**Work to do**:
Reproduce the full listing that appears beneath this instruction exactly.

=======

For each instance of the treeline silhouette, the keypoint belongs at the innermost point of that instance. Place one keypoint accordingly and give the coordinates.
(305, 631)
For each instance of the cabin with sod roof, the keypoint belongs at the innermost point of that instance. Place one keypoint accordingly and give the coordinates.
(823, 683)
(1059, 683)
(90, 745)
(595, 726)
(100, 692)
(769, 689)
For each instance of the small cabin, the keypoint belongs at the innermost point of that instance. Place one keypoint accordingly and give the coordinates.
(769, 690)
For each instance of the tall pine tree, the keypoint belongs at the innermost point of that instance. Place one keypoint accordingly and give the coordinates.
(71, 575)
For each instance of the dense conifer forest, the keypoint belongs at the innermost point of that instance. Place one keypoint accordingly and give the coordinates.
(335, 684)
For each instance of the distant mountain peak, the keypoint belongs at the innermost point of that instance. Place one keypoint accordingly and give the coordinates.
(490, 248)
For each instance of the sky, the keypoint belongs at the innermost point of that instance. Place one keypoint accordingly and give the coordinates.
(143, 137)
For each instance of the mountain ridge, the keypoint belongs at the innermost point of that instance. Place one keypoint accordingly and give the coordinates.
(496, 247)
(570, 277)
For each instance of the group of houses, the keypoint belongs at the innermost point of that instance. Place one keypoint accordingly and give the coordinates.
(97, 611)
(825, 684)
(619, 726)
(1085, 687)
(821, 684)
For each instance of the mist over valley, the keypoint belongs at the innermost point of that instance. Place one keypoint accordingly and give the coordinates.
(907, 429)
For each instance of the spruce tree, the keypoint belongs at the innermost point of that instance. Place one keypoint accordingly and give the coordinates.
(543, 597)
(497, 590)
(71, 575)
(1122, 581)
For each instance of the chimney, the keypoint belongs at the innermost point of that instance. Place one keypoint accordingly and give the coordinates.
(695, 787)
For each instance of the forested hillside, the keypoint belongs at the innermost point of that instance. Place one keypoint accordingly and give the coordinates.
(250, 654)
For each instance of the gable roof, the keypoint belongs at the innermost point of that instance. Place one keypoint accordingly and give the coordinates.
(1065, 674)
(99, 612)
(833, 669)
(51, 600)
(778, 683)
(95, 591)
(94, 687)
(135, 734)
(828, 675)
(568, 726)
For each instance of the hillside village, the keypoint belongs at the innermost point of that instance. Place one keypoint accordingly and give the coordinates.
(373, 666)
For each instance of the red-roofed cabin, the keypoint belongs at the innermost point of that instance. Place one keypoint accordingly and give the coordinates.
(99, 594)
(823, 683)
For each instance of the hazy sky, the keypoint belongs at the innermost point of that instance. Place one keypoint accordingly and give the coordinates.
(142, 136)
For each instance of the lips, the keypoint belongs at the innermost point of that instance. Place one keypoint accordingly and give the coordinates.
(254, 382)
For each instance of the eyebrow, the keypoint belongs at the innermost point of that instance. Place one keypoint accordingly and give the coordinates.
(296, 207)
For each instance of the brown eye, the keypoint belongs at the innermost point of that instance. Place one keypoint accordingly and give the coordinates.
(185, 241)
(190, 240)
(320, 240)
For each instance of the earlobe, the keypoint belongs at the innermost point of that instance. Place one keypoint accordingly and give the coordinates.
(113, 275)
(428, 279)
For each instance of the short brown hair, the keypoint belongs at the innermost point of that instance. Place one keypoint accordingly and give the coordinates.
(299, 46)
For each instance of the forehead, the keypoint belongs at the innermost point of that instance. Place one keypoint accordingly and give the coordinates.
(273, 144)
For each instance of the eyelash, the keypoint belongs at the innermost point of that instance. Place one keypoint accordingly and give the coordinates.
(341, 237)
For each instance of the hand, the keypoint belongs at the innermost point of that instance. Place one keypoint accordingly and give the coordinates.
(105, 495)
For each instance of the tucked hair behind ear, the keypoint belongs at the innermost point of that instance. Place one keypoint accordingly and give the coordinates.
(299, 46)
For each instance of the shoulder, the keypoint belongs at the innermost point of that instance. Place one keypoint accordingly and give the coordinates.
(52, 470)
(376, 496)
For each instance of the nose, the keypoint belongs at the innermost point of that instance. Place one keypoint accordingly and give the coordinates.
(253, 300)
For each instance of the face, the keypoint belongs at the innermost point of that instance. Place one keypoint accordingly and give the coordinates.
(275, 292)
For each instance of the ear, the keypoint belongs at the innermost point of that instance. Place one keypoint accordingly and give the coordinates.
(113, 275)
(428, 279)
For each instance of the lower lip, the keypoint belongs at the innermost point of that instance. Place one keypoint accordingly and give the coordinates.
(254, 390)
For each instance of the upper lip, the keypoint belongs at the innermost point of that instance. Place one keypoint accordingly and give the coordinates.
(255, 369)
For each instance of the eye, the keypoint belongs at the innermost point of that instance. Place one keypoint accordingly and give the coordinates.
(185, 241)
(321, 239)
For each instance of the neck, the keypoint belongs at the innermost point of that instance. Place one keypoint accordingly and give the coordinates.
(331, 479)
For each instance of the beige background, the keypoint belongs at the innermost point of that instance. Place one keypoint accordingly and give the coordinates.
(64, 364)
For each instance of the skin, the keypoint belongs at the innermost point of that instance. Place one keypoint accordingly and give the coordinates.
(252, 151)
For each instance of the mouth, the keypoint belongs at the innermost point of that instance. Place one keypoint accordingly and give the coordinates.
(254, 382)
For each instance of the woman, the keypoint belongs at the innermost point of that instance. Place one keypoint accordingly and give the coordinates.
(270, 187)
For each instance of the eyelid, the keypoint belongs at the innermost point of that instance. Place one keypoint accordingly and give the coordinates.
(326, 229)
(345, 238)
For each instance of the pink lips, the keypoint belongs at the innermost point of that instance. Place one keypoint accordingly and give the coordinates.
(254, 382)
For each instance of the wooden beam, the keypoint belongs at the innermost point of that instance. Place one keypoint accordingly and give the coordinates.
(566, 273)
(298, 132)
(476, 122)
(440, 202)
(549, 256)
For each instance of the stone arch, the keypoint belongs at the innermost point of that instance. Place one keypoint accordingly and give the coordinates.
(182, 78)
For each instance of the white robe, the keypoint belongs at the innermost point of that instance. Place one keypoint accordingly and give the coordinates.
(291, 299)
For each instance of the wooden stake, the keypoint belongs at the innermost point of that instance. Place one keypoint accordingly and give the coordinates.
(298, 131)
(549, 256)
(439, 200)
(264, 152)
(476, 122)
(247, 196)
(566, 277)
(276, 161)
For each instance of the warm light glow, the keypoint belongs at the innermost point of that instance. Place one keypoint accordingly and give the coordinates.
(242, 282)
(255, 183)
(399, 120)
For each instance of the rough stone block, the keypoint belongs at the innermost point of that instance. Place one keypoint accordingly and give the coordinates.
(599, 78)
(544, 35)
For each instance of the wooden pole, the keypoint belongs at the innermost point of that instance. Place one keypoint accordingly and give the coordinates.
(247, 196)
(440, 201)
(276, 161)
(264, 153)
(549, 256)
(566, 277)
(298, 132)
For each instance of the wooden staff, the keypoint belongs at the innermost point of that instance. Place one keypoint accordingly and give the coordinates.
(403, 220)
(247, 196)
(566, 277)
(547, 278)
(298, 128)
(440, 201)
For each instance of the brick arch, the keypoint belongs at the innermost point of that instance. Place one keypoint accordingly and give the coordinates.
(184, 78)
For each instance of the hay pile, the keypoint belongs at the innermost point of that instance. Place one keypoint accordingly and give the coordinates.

=======

**The reply**:
For each instance of the treeline silhouette, the keypoint belongs at the innermost point of that instance. Place one keypoint accordingly and give the coordinates.
(305, 631)
For each instance of the cabin with sod roof, the keypoint belongs at the innermost point of that instance. Place one keypoint accordingly and give the coordinates.
(823, 683)
(1059, 683)
(90, 745)
(595, 726)
(100, 692)
(769, 689)
For each instance of the small cabin, the keypoint belongs at the innermost point of that instance. Place one keypoint accordingly and give the coordinates.
(769, 690)
For each instance of the tall pine tree, the keypoint belongs at the innermost point of that instance. Place one keypoint accordingly and give the coordinates.
(71, 575)
For each instance of the dense conifer forest, the keypoint belongs at the innermost point of that instance. Place one keypoint accordingly and give the coordinates.
(335, 684)
For each instance of the distant mountain peak, the keypoint belongs at the innermost point of that instance. Place one keypoint accordingly and give the coordinates.
(490, 248)
For each instance of the sky, the keypoint belongs at the innermost point of that instance. Place one keypoint accordingly and give the coordinates.
(143, 137)
For each instance of the mountain ridge, the keypoint belongs at the innermost point of that instance. Place one keypoint accordingly and give the coordinates.
(496, 247)
(570, 277)
For each instance of the group of houses, the keypoint belongs at the innermost point of that instance. Place one keypoint accordingly and give the coordinates.
(97, 611)
(825, 684)
(619, 726)
(1085, 687)
(821, 684)
For each instance of the mist over valley, the keypoint belongs at the innermost point of that instance. Place one keypoint accordingly and give the coordinates.
(907, 429)
For each instance of the spruce tree, the keypoint belongs at the innermost point of that instance. Place one keypoint accordingly and give the coordinates.
(543, 597)
(497, 590)
(71, 575)
(1122, 581)
For each instance of the chimney, the keypoint belongs at the innermost point of that instance. Place one keypoint accordingly and give the coordinates.
(695, 787)
For each instance of the forested hillside, the keypoint belongs at the innermost point of that instance. Place one keypoint accordingly and give the coordinates.
(250, 654)
For each instance of the gable roof, the keypoint belongs at the innermost point of that instance. Place one keypoint accordingly and give the coordinates.
(1065, 674)
(99, 612)
(833, 669)
(51, 600)
(778, 683)
(95, 591)
(94, 687)
(135, 734)
(828, 675)
(568, 726)
For each instance of the hillside village, the keypoint belongs at the innermost point of that instance. Place one keypoint accordingly and give the coordinates.
(373, 666)
For each instance of the red-roofed cabin, the keypoint belongs at the innermost point of that instance. Place one keypoint accordingly and give the coordinates.
(99, 594)
(823, 683)
For each instance of the hazy sky, the keypoint belongs at the innermost point of that instance. Place one keypoint accordingly and give the coordinates.
(142, 136)
For each instance of the lips, the keypoint belongs at the innermost point of that instance. Place one keypoint accordingly and give the coordinates.
(254, 382)
For each instance of the eyebrow, the keypoint belongs at the innermost point of that instance. Place one keypoint accordingly and give the coordinates.
(296, 207)
For each instance of the brown eye, the keypoint belongs at the innermost point of that instance. Place one keypoint accordingly and give the coordinates.
(185, 241)
(190, 240)
(320, 240)
For each instance of the earlobe, the keypoint belongs at the innermost point of that instance. Place one keypoint accordingly and give the coordinates.
(113, 275)
(428, 279)
For each instance of the short brown hair, the keypoint belongs at the innermost point of that instance. Place one keypoint accordingly and give the coordinates.
(299, 46)
For each instance of the forehead, the keypoint belongs at the innermost point of that instance. Place one keypoint accordingly and give the coordinates.
(273, 144)
For each instance of the eyelash, the keypoint belongs at the innermost point of that instance. Place one keypoint accordingly and give the coordinates.
(341, 237)
For each instance of the hand, the keypoint belongs at the innermost point of that instance. Place one keypoint accordingly and give the coordinates.
(105, 495)
For each instance of the tucked hair behind ear, the keypoint belongs at the innermost point of that instance. Place one keypoint accordingly and give the coordinates.
(299, 46)
For each instance of the shoulder, the keypoint belongs at the innermost point of that instance. Place one keypoint accordingly and give the coordinates.
(52, 470)
(376, 496)
For each instance of the nose, the keypoint belongs at the innermost point of that instance. Place one keypoint accordingly and give the coordinates.
(253, 300)
For each instance of the face, the keypoint belongs at the innermost point of that instance. Place one keypoint accordingly and give the coordinates.
(275, 292)
For each instance of the ear, the keypoint belongs at the innermost point of that instance. Place one keypoint accordingly and give the coordinates.
(113, 275)
(428, 279)
For each instance of the lower lip, the keypoint belongs at the innermost point of that instance. Place one keypoint accordingly and give the coordinates.
(254, 390)
For each instance of the upper lip, the keypoint belongs at the innermost point of that instance. Place one keypoint accordingly and give the coordinates.
(255, 369)
For each instance of the eye, the keypoint belongs at the innermost point of that instance. Place one keypoint accordingly and give the coordinates.
(185, 241)
(321, 239)
For each instance of the neck, the keypoint belongs at the innermost point of that instance. Place one keypoint accordingly and give the coordinates.
(331, 479)
For each instance of the beige background, the keypoint belongs at the innermost point of that instance. Place one keypoint accordingly and give the coordinates.
(64, 364)
For each instance of the skin, the keypoint belongs at the innermost point of that instance. Place one keypoint accordingly and give the coordinates.
(252, 151)
For each instance of the mouth, the keypoint belongs at the innermost point of that instance. Place one keypoint accordingly and give the coordinates.
(254, 382)
For each instance of the woman, the keypoint belongs at the innermost point of that instance. Place one keypoint accordingly and give the coordinates.
(270, 187)
For each instance of the eyelid, the keypoint belongs at the innermost point of that instance. Place one keypoint accordingly and give the coordinates.
(326, 229)
(345, 238)
For each instance of the pink lips, the keypoint belongs at the innermost point of that instance. Place one keypoint accordingly and give the coordinates.
(254, 382)
For each instance of the wooden beam, the keypoint belongs at the innermost point of that instance. Place one keypoint accordingly and give the coordinates.
(566, 273)
(298, 132)
(476, 122)
(440, 202)
(549, 256)
For each instance of the stone arch, the keypoint belongs at the innermost point of that instance. Place one keypoint accordingly and give the coordinates.
(182, 78)
For each instance of the white robe, the keypoint belongs at the innermost point of that instance. Place one keypoint accordingly and give the coordinates.
(291, 299)
For each instance of the wooden stake, the keypoint belongs at the innermost point of that instance. Place one keypoint accordingly and give the coordinates.
(298, 131)
(549, 256)
(439, 200)
(264, 152)
(476, 122)
(247, 196)
(566, 277)
(276, 161)
For each instance of the warm light glow, the keypoint belongs at the innermost point of that instance. Place one keypoint accordingly and give the coordinates.
(242, 282)
(255, 183)
(399, 120)
For each instance of the rough stone block, the keypoint belongs at the innermost point of that instance. Place one keypoint accordingly and give the coordinates.
(599, 78)
(544, 35)
For each instance of the wooden pole, the keypoint belongs at the innermost point of that instance. Place one keypoint accordingly and give the coordinates.
(247, 196)
(440, 201)
(276, 161)
(264, 153)
(549, 256)
(566, 277)
(298, 132)
For each instance of the wooden staff, the keypoint belongs at the innermost point of that instance. Place one keypoint accordingly and give the coordinates.
(403, 220)
(247, 196)
(566, 277)
(547, 278)
(298, 128)
(440, 201)
For each instance of the brick arch, the keypoint belongs at the innermost point of that instance. Place one keypoint accordingly and give the coordinates.
(184, 78)
For each instance of the hay pile, the keypoint belongs at the innermost point of that instance. Place one keypoint accordingly and give the coordinates.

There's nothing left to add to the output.